WORK TASK 1:
Answer these questions using the blog's About page:
(a) What year is given, with a question mark, for when the text was first written?
(b) What does the text say the writer was doing by 2017?
(c) Which two names follow the line "A few courses in child psychology and learning would not have hurt, either"?
WORK TASK 2:
Condense the paragraph of the blog's About page that begins "First written in 2012(?)" into a shorter version that keeps its main facts.

About admin

First written in 2012(?): Just how old is this thing??? Back then, during a too-short school year, I taught relentlessly. During evenings and week-ends, I graded, called families and planned lessons. I swerved around patches of glass in the parking lot, the first step in my journey up chipped stairs to a classroom covered in eclectic posters that hid patchy, scraped-up walls. I wrote about beloved students, almost all recipients of free breakfasts and lunches, who were entitled to a better education than they were receiving. In this blog, I have documented some of the reasons behind recent educational breakdowns. Sometimes, I just vented. 2017: Retired and subbing, I continue to explore the mystery of how we did so much damage to our schools in only a few decades. Did no one teach the concepts of opportunity costs or time management to US educational reformers? A few courses in child psychology and learning would not have hurt, either. Vygotsky anyone? Piaget? Dripping IV lines are hooked up to saccharine versions of the new Kool-Aid, spread all over the country now; many legislators, educational administrators and, yes, teachers are mainlining that Kool-Aid, spewing pedagogical nonsense that never had any potential for success. Those horrendous post-COVID test score discrepancies? They were absolutely inevitable and this blog helps explain why. A few more questions worth pondering: When ideas don't work, why do we continue using them? Why do we keep giving cruel, useless tests to underperforming students, month after grueling month? How many people have been profiting financially from the Common Core and other new standards? How much does this deluge of testing cost? On a cost/benefit basis, what are we getting for our billions of test dollars? How are Core-related profits shifting the American learning landscape? All across America, districts bought new books, software, and other materials targeted to the new tests based on the new standards. How appropriate were those purchases for our students? Question after question after question... For many of my former students, some dropouts, some merely lost, the answers will come too late. If the answers come at all. I just keep writing. Please read. Please use the search function. Travel back in time with me. I have learned more than I wanted to know along my journey. I truly can cast some light into the darkness.

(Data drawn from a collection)
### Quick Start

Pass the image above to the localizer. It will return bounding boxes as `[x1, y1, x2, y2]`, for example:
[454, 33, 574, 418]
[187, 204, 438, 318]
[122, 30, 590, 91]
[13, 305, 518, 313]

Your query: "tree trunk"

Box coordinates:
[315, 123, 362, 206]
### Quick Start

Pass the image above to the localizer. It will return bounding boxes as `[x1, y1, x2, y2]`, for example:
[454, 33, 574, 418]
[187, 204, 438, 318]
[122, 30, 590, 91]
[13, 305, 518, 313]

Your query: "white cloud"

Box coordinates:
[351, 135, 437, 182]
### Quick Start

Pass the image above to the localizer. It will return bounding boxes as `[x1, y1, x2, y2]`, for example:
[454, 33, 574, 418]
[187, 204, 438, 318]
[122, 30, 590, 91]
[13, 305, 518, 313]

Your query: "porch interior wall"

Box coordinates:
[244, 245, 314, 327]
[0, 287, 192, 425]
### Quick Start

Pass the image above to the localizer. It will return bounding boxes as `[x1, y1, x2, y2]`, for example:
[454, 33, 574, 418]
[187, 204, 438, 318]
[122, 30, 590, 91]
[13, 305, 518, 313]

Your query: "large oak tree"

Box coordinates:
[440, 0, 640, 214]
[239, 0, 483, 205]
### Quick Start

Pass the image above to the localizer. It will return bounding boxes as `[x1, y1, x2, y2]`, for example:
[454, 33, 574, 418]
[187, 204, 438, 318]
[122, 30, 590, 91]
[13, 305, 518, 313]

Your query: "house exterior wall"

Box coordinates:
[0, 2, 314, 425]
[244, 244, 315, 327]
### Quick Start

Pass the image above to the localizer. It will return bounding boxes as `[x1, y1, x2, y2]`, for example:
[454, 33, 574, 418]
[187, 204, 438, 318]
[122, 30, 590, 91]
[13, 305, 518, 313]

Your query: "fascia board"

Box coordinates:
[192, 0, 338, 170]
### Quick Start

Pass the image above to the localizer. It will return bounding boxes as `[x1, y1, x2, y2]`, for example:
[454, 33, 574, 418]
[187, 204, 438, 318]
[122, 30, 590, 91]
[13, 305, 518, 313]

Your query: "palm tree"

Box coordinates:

TASK RESPONSE 1:
(a) 2012
(b) Retired and subbing
(c) Vygotsky and Piaget

TASK RESPONSE 2:
Begun around 2012, the blog grew out of a too-short school year of relentless teaching. Evenings and weekends went to grading, calling families and planning lessons, in a rundown school with a classroom of patchy, scraped-up walls. The students, almost all recipients of free breakfasts and lunches, deserved a better education than they received. The blog documents reasons for recent educational breakdowns, with some venting. By 2017, retired and subbing, the writer was still exploring how US schools were damaged in only a few decades. The writer faults reformers for ignoring opportunity costs, time management and child psychology, and calls the post-COVID test score discrepancies inevitable. The paragraph questions repeated testing of underperforming students, profits from the Common Core and other new standards, the cost and value of testing, and the materials districts bought for the new tests. It urges readers to read and use the search function, noting that for many former students the answers will come too late, if at all.